— Start of EXCERPT —
Sugar Ray Leonard discusses boxing career, drug addiction and sexual abuse in new memoir

One of the most prodigious pugilists of all time, Sugar Ray Leonard was born in Rocky Mount, N.C., on May 17, 1956, to Cicero and Getha Leonard. The fifth of seven kids, his family moved to Washington, D.C., in 1959 before settling down seven years later in Palmer Park, Md., where his father was employed as a supermarket night manager and his mother as a nurse.

Though shy as a young child, Ray followed his brother Roger’s footsteps into boxing, ultimately eclipsing his elder sibling in terms of potential and finding fame by capturing the gold medal at the 1976 Olympics in Montreal.

He went on to become the first fighter to earn more than $100 million over the course of an enviable career, winning world championship titles in five different weight classes while squaring off in classic showdowns with such formidable opponents as Roberto “No Mas” Duran, Tommy “The Hitman” Hearns, Marvelous Marvin Hagler and Wilfred Benitez.
— End of EXCERPT —
— Start of RAW RECORDS —
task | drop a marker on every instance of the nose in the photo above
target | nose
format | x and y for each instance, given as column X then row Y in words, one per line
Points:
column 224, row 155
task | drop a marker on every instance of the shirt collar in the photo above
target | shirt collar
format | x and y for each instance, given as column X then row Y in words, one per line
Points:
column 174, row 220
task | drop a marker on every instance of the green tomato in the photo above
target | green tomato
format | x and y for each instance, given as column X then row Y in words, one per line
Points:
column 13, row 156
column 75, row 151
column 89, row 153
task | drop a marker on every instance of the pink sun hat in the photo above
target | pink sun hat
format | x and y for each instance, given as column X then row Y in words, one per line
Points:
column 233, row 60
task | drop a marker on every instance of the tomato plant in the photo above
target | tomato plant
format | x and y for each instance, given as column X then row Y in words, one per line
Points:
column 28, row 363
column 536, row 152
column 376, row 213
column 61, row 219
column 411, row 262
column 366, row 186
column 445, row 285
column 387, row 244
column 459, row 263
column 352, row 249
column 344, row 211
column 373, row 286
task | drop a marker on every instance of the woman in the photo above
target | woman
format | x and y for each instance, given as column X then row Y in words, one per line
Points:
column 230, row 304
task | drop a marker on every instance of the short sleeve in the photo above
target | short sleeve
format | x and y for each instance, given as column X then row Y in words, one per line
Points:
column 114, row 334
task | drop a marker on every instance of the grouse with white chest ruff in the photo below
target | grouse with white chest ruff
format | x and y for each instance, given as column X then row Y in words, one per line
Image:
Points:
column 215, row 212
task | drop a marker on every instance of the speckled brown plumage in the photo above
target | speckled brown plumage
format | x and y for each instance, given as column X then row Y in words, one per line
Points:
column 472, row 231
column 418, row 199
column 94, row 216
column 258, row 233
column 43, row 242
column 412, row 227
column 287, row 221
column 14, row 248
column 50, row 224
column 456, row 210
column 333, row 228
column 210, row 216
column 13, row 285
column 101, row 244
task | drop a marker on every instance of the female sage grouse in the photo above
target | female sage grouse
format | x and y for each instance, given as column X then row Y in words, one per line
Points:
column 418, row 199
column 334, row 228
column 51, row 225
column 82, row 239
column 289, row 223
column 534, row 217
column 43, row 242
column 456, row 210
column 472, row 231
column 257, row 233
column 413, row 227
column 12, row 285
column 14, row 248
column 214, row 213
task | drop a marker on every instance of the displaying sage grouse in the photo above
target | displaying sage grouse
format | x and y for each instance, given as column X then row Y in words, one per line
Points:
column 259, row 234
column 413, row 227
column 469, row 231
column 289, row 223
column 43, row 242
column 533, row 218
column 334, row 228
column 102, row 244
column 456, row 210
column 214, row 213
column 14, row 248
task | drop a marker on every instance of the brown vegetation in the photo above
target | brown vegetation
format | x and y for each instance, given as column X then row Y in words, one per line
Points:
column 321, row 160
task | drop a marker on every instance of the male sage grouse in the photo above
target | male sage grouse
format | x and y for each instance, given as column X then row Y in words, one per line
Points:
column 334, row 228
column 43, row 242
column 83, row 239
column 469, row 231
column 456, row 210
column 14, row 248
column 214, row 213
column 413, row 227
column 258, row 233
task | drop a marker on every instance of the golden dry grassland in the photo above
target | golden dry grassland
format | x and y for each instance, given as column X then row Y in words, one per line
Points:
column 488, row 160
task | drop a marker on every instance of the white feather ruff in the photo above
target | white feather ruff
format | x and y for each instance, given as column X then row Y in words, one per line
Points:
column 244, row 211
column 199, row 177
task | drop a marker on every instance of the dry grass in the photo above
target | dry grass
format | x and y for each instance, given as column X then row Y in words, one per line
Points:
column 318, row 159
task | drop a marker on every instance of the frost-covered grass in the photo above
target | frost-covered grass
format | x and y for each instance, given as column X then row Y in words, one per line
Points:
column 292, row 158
— End of RAW RECORDS —
## EXERCISE REQUIREMENTS:
Quote the passage from the Sugar Ray Leonard article word for word, starting with "One of the most" and going on through "Olympics in Montreal.".

## OUTPUT FOR THIS TASK:
One of the most prodigious pugilists of all time, Sugar Ray Leonard was born in Rocky Mount, N.C., on May 17, 1956, to Cicero and Getha Leonard. The fifth of seven kids, his family moved to Washington, D.C., in 1959 before settling down seven years later in Palmer Park, Md., where his father was employed as a supermarket night manager and his mother as a nurse.

Though shy as a young child, Ray followed his brother Roger’s footsteps into boxing, ultimately eclipsing his elder sibling in terms of potential and finding fame by capturing the gold medal at the 1976 Olympics in Montreal.